### PAGE EXCERPT
|---|
BRIEF DESCRIPTION OF THE DRAWINGS

These and other objects and features of the present invention will become apparent from the following description taken in conjunction with the preferred embodiments thereof with reference to the attached drawings, in which;

FIG. 1 is a perspective view, on an enlarged scale, showing a transfer material separating claw incorporated in a transfer material separating device according to the present invention,

FIG. 2 is a schematic view, partly in section, showing construction of a driving mechanism of the transfer material separating device of the invention,

FIG. 3 is a cross sectional view taken along the line III -- II of FIG. 2,

FIG. 4 is a perspective view, partly broken away, showing an essential portion of the device of FIG. 2,

FIG. 5 is a top plan view, partly broken away and in section, of the portion of FIG. 4,

FIG. 6 is a schematic sectional side view showing the relationship between the separating claw of the device of the invention and a photoreceptor drum together with a transfer unit associated therewith,

FIG. 7 is a similar view to FIG. 6, but particularly shows a modification of the separating claw of FIG. 6, and

FIG. 8 is a similar view to FIG. 7, but particularly shows another modification of the separating claw of FIG. 6.

DETAILED DESCRIPTION OF THE INVENTION

Before the description of the present invention proceeds, it is to be noted that like parts are designated by like reference numerals throughout several views of the attached drawings.

Referring to FIG. 1, there is shown a transfer material separating claw incorporated in the transfer material separating device of the invention. The separating claw 1 is made of a flexible elastic film 2, for example of polyester, having a rectangular plate-like configuration, with one end 2a thereof being formed into a semi-circular shape. Flock or very short fibers 3 of flexible material such as nylon or polyester are filled on the entire upper surface of the film 2 and the extreme tip of the semi-circular end 2a of the claw 1. The filling of the very short fibers 3 onto the film 2 is effected by the so-called electrostatic flocking method in which the polyester film 2 and the fibers 3 are charged with opposite polarities to each other for causing the fibers 3 to adhere to the surface of the film 2 applied with suitable adhesive.

It should be noted that the material for the claw 1 is not limited to the polyester film, but any other flexible elastic material may be employed for the purpose, and that the very short fibers 3 of nylon or polyester described as employed in the claw 1 of FIG. 1 may also be replaced by short fibers of other flexible material.

It should also be noted that the flocking described as effected on the entire upper surface of the polyester film 2 may be limited only to the semi-circular end portion 2a of the film 2, at least to the extreme tip and part of the upper surface of the end portion 2a, and the filling method is not limited to the electrostatic flocking described with reference to FIG. 1, but any other known method may be employed for the purpose.
|---|
### SUPPLIED DATA

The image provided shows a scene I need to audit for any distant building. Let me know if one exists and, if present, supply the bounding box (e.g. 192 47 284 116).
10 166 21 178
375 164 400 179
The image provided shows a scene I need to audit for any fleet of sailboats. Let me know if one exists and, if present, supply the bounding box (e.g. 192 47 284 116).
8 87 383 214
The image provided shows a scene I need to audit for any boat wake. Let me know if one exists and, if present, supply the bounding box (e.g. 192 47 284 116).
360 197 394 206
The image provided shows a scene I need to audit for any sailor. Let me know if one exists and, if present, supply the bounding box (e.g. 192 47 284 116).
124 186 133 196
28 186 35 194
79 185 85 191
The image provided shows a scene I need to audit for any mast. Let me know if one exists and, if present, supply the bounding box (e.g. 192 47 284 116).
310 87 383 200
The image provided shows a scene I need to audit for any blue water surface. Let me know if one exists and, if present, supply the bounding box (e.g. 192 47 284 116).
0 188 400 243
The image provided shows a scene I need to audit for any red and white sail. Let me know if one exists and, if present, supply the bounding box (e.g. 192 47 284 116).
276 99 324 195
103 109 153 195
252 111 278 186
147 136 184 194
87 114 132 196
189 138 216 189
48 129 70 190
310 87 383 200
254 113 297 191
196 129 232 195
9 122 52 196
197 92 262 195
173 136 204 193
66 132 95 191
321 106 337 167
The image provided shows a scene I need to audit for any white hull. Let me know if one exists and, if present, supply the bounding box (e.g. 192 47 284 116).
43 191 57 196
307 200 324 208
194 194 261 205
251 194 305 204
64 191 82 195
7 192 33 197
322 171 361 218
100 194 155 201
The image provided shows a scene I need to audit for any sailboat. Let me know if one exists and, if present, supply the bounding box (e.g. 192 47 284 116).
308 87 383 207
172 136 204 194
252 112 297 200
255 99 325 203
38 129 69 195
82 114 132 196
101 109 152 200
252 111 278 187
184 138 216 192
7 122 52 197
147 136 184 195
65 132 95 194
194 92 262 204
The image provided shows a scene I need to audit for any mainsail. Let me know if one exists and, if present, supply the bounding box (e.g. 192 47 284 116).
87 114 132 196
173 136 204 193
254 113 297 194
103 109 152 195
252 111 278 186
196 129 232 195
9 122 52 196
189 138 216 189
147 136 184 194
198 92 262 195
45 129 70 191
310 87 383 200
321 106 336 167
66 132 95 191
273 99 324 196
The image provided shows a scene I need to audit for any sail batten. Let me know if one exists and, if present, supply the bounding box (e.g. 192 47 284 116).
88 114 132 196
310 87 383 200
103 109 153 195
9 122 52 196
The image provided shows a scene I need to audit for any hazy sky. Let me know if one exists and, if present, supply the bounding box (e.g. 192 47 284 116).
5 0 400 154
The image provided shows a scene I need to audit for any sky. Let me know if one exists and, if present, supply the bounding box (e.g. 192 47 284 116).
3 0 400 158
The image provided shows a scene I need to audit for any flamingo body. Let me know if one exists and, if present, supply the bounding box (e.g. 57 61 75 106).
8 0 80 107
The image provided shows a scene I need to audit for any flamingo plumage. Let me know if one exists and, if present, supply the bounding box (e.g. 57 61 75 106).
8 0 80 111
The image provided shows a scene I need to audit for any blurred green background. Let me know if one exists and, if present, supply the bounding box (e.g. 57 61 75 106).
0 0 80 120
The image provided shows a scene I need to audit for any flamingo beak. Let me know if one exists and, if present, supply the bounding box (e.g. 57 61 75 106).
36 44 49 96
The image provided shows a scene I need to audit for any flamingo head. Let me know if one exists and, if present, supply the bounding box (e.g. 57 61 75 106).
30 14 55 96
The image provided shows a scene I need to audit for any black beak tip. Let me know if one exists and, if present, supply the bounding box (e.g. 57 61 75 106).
|---|
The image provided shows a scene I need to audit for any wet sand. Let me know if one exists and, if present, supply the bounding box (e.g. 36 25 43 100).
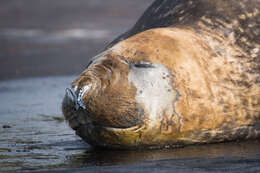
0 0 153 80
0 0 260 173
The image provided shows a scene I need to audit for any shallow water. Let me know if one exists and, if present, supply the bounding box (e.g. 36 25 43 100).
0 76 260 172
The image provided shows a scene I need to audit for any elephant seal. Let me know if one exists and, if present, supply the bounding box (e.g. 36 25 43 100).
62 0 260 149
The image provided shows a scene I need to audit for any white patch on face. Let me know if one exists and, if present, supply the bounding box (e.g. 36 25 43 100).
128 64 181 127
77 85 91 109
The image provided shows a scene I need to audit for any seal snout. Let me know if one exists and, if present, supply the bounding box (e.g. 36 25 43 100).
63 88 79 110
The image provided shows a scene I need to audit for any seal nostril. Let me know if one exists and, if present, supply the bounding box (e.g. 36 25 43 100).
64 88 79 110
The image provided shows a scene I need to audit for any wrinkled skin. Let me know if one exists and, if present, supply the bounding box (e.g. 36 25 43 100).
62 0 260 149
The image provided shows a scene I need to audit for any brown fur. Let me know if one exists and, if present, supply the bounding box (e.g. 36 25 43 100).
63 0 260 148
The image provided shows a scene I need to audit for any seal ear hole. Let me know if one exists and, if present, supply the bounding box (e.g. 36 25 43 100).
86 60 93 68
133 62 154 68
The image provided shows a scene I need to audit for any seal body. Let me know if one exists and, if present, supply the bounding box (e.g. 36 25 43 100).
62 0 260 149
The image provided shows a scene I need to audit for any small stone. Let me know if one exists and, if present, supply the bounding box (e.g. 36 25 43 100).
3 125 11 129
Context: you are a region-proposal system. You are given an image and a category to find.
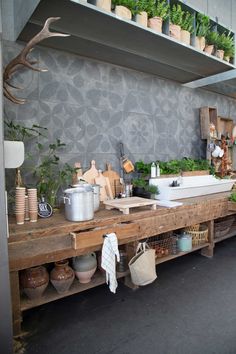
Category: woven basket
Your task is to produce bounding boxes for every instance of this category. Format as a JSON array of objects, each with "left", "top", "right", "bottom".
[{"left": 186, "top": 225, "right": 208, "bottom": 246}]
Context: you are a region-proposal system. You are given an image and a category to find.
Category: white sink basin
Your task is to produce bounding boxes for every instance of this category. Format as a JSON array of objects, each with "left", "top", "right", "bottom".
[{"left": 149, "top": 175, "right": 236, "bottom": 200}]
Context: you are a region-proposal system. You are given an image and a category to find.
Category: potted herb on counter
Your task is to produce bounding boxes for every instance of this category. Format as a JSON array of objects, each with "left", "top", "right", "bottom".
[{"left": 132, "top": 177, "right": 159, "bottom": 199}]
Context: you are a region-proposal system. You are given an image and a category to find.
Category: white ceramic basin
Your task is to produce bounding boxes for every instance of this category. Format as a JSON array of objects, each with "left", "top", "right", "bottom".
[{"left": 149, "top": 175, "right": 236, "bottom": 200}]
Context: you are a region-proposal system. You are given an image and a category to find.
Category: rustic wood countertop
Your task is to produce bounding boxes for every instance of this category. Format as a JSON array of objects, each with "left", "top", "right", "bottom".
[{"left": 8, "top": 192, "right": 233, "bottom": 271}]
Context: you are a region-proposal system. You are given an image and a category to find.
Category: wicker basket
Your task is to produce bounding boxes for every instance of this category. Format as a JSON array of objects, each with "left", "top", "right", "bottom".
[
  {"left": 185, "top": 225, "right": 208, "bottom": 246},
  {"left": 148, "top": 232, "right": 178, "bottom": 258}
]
|---|
List each figure in the separating device excerpt, giving its number and the kind of view the drawing description assigns to it. The entries play no part in what follows.

FIG. 1: a perspective view, on an enlarged scale
FIG. 2: a schematic view, partly in section
FIG. 3: a cross sectional view taken along the line III -- II of FIG. 2
FIG. 4: a perspective view, partly broken away
FIG. 5: a top plan view, partly broken away and in section
FIG. 6: a schematic sectional side view
FIG. 7: a view similar to FIG. 6
FIG. 8: a view similar to FIG. 7